Tuesday, January 14, 2025

45 Days Of CCS, #45: Kit Anderson


Kit Anderson's Avery Hill collection of her short stories, Safer Places, is a big, warm hug of a book. Sure, it's barbed, haunted, and even desperate at times, with some characters who are yearning for comfort that never comes. But it's also resolutely compassionate toward all of their dreams, with unusual links between seemingly unrelated stories that build a tapestry of empathy or a house full of the titular safer (not always safe, but safer) places. 


I've reviewed many of the stories in this collection in their original minicomic or short story form, so I'm mostly going to comment on the sequencing and the way the themes were built. There are two different interstitial features in the book, both of which are fantasy-related in their own way. The first is "Quest," a series of anecdotes about a tiny wizard and the shopkeeps who wonder what he does all day. One sneers at this small being doing anything useful with mushrooms and twine, while the other is resolutely certain that the wizard is more capable and powerful than he looks. The wizard is a Radagast-type figure, taking care of nature and helping things grow and heal in the face of war and disaster. Quest appears as the comic the sole protagonist is reading in "The World's Biggest Ball of Twine," which happens to be about a desperately lonely man who is clinging to the memory of a tourist trap trip he spent with a loved one, connecting moments to memories like snapshots. 


The other track of interstitials is the "Sleep Tape" grouping. Each of them is a two-track comic with a narrative that's a classic meditative (and functionally soporific). Each story has a different tone and function for these tapes. "Country Lane" is a story about someone who's unable to fully commit to a relationship, but the gentle tape somehow gently taps into their subconscious to lead them inevitably to the warmth of connection. "Forest Walk" is a futuristic story that grounds an isolated character through their day, substituting the cold efficiency of their routine with the pleasant ambling of a walk in the woods. "At The Seaside" repeats this idea, this time with a man trapped in rigid, cold routine being allowed to expand his consciousness into the night sky. 


There are other stories that explore variations on this theme. "The Basement" uses dream logic and a cat guide in order to have a boy work out grief and the anxiety of living in a transitional period. "Deep Breath" offers a brief glimpse of an underwater world. "Lookout Station" is about a lone scout at a station on another world whose sentient computer tries to guide it in a guided meditation but is resisted by the desperate pull of potential connection. "Wallpaper" similarly uses computer backgrounds in an attempt to enter this meditative state that promises freedom, escape, and safety. "Ride" uses a bike ride to escape an undesired move. "Wonders Of The Lost City" goes in the opposite direction, as the fantastical goal of a quest is too much to absorb, and the characters hastily retreat back to their mundane life.



"Weeds" is the centerpiece of the collection, about a college student who contracts a disease that causes her to sprout flowers from her body. The disease will eventually cause her to turn fully into a plant, so much of the story revolves around where she wants to end up. There's a sweet friend who offers her a place on her table, her overbearing mom wants her in her backyard, and the student is just trying to finish her poetry dissertation. Ultimately, she chooses to lie down in a park, but the transformation is not quite what she expects, as she transitions to a new, unknown phase of her life. Anderson works in a wide variety of visual styles here: sumptuous color for the wizard stories & "Wonders", colored pencil for "Weeds", spot color, color washes, and black & white. It all goes to the same conclusion: nothing ever stands still, no matter how much we might want it to. We either move on or we risk being trapped.

•••••

## YOUR TASKS
[a] Answer from the review of Safer Places:
(i) Which publisher's collection is Safer Places?
(ii) What comic is the sole protagonist reading in "The World's Biggest Ball of Twine"?
(iii) In "Weeds," where does the college student ultimately choose to lie down?
[b] Translate this sentence from the review of Safer Places into Spanish: "'Deep Breath' offers a brief glimpse of an underwater world."

## PROVIDED RECORDS
•••••

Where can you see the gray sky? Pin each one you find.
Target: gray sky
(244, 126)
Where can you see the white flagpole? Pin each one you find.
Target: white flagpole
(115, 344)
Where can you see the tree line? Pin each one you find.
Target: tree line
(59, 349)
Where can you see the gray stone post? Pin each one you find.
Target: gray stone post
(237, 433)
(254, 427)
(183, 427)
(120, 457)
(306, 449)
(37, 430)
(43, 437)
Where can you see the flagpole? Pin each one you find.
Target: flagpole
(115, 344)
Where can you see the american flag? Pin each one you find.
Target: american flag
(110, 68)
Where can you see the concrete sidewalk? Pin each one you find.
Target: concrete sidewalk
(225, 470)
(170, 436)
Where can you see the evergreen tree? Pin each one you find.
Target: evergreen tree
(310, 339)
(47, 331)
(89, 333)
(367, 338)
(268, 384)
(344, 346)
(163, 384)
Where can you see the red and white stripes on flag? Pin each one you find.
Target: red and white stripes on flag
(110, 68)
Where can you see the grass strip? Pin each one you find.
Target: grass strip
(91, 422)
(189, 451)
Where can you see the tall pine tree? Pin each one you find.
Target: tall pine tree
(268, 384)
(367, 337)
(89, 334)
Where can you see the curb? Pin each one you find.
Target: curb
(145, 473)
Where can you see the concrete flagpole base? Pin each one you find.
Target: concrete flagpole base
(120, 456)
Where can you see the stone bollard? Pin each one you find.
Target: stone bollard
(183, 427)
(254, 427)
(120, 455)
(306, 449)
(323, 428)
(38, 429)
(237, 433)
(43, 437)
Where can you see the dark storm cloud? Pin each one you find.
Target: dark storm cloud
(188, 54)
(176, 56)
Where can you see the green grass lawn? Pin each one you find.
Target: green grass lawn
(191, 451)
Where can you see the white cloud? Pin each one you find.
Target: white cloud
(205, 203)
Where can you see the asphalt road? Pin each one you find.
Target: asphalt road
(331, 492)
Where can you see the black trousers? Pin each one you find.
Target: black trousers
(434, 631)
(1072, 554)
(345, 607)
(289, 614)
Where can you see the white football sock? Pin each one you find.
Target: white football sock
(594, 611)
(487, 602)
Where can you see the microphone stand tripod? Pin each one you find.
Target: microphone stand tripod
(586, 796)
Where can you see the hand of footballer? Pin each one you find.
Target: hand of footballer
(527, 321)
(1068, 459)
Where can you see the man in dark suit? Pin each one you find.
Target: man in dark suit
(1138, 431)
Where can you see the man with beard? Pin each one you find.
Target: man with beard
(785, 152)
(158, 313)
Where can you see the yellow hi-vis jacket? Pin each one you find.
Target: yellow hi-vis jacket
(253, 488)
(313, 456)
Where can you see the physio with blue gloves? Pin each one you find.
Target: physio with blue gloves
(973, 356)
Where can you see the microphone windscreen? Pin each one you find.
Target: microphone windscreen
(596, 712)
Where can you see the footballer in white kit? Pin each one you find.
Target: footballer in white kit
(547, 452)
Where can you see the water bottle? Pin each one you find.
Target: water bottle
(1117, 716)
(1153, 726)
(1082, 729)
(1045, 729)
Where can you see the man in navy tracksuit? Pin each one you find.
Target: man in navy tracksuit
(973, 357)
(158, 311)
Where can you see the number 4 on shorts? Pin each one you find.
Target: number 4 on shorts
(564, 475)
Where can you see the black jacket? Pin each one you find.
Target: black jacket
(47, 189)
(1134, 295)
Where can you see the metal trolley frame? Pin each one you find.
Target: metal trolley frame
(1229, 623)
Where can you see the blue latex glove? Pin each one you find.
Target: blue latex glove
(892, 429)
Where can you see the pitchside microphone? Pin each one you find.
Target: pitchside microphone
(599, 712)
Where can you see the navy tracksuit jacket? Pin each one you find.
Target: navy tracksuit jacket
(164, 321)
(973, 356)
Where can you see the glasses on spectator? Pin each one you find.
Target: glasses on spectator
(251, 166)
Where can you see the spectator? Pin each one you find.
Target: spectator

•••••

## ANSWER SET
[a]
(i) Avery Hill
(ii) "Quest"
(iii) In a park

[b] "Deep Breath" ofrece un breve vistazo a un mundo submarino.